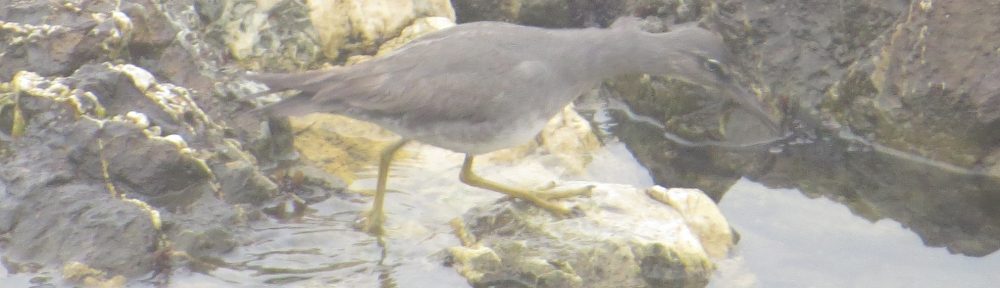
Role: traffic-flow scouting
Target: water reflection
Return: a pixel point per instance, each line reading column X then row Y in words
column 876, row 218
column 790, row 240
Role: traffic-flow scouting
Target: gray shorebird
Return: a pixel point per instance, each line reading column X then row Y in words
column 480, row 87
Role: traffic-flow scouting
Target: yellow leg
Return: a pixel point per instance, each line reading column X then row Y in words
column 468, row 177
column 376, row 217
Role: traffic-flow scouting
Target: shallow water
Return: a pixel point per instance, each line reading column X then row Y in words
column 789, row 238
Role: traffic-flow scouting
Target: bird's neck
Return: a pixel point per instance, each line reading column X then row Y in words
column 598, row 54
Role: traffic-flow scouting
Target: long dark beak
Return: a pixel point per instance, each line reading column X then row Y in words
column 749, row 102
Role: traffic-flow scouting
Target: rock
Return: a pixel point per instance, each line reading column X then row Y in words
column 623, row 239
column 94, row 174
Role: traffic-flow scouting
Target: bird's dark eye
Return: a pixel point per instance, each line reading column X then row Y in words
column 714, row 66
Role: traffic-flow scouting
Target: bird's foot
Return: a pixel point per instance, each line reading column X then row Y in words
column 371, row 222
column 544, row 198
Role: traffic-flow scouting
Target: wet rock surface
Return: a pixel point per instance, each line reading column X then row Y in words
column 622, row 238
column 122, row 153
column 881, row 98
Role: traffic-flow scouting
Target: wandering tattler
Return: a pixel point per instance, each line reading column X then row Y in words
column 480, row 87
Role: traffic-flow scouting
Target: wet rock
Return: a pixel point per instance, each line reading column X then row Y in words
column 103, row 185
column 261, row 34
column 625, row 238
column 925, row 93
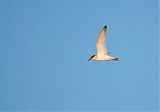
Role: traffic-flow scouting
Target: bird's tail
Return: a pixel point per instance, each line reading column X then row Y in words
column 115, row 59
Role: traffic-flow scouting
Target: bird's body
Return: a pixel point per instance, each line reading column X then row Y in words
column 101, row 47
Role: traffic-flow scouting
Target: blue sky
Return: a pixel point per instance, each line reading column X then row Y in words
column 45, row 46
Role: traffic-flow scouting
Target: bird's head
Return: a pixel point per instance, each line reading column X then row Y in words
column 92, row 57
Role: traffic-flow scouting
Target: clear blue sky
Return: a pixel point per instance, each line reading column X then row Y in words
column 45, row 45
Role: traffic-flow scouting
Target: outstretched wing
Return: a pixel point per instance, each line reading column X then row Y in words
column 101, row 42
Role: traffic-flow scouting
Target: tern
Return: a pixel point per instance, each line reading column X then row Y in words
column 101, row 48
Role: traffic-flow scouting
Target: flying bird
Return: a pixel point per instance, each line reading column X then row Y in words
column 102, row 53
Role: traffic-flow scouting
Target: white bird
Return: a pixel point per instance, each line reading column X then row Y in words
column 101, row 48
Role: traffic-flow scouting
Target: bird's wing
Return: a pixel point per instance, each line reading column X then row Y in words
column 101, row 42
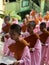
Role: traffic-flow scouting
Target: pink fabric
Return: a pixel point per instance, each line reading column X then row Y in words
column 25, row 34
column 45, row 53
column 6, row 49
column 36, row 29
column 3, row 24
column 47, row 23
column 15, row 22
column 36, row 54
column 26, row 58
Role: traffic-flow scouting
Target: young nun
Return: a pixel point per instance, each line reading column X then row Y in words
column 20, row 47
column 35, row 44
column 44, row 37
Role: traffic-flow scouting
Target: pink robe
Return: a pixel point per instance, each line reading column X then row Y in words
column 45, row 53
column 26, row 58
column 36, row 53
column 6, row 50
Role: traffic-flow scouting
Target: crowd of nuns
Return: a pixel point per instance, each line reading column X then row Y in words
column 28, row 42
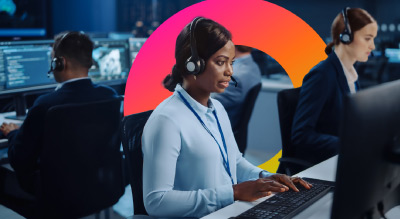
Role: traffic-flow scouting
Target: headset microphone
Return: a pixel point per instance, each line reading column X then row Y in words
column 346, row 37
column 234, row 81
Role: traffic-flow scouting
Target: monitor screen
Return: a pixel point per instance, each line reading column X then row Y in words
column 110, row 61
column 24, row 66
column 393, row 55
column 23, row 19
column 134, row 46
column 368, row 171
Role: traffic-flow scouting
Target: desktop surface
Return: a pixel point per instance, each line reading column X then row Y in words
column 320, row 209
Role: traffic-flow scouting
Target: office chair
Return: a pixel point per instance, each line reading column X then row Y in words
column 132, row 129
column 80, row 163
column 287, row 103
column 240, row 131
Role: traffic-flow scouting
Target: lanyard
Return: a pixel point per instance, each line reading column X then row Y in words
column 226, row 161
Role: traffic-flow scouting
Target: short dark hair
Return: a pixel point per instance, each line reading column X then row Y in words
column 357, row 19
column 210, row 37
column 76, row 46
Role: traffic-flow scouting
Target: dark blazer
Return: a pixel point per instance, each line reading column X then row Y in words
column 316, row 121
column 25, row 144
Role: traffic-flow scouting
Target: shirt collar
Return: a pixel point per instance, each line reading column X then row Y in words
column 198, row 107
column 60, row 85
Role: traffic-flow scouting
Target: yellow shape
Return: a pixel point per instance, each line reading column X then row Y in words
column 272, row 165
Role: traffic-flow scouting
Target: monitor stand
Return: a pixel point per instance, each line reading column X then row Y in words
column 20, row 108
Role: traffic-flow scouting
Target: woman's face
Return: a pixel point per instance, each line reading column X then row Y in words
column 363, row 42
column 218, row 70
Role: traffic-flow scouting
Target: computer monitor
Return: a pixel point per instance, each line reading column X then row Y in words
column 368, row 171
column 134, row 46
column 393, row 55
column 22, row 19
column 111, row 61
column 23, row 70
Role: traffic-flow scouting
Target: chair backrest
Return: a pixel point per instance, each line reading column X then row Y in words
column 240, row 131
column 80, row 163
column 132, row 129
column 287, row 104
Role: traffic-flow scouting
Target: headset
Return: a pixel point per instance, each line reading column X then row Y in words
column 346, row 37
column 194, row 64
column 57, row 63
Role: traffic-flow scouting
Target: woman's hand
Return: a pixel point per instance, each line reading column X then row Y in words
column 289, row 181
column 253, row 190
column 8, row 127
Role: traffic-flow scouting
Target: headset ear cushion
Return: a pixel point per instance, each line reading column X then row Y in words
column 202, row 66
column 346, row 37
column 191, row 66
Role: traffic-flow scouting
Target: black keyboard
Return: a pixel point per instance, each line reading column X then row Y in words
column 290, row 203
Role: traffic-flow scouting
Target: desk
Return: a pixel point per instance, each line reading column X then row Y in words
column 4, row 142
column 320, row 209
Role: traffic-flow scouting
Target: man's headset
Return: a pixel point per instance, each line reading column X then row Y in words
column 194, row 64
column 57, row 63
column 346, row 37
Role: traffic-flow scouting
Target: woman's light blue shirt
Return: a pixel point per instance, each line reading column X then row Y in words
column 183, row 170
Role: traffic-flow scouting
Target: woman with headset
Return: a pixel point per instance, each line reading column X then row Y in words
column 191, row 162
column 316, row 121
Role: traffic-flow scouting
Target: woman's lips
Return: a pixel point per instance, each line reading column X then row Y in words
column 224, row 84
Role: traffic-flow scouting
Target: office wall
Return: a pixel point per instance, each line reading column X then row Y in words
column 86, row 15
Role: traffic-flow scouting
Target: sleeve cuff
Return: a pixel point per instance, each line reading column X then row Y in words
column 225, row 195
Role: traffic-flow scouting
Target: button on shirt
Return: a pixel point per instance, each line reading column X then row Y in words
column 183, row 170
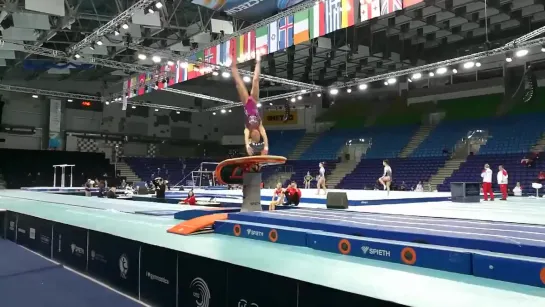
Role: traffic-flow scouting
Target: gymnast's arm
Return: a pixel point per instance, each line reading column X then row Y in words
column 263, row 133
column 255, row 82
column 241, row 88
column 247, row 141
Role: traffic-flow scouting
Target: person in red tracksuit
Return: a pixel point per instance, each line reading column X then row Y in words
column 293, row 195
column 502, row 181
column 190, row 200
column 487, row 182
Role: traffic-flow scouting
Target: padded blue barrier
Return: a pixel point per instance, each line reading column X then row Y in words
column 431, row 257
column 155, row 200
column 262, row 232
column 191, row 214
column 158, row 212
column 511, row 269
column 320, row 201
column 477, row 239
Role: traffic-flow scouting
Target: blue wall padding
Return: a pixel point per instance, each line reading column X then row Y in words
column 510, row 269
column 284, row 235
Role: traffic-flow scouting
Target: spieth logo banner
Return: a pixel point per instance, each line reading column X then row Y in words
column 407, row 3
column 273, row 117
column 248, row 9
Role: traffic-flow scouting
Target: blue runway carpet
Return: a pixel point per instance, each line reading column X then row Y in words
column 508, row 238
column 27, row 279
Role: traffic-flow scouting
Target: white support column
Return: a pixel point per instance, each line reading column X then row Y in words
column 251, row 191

#### Task brief
Copy the records word for word, starting at the very beginning and ending at the line that contains "column 749, row 102", and leave the pictures out.

#### Exercise solution
Role: traffic-flow scouting
Target: water reflection
Return: a pixel point per instance, each line reading column X then row Y in words
column 876, row 218
column 790, row 240
Role: traffic-flow scouting
Target: gray shorebird
Return: a pixel point per instance, each line reading column X then row Y in words
column 480, row 87
Role: traffic-flow scouting
Target: yellow leg
Return: a pixel point per instance, each line reading column X then row Y in words
column 468, row 177
column 376, row 217
Role: traffic-flow scouting
Target: shallow water
Return: a pixel point per instance, each line reading column X then row Y in words
column 789, row 238
Role: traffic-flow scouting
Target: bird's neck
Return: a pixel point per instance, each line reading column X then row Y in words
column 598, row 54
Role: traffic-flow scouting
Target: long dark beak
Return: a pixel point per instance, each line reading column X then row Y in words
column 749, row 102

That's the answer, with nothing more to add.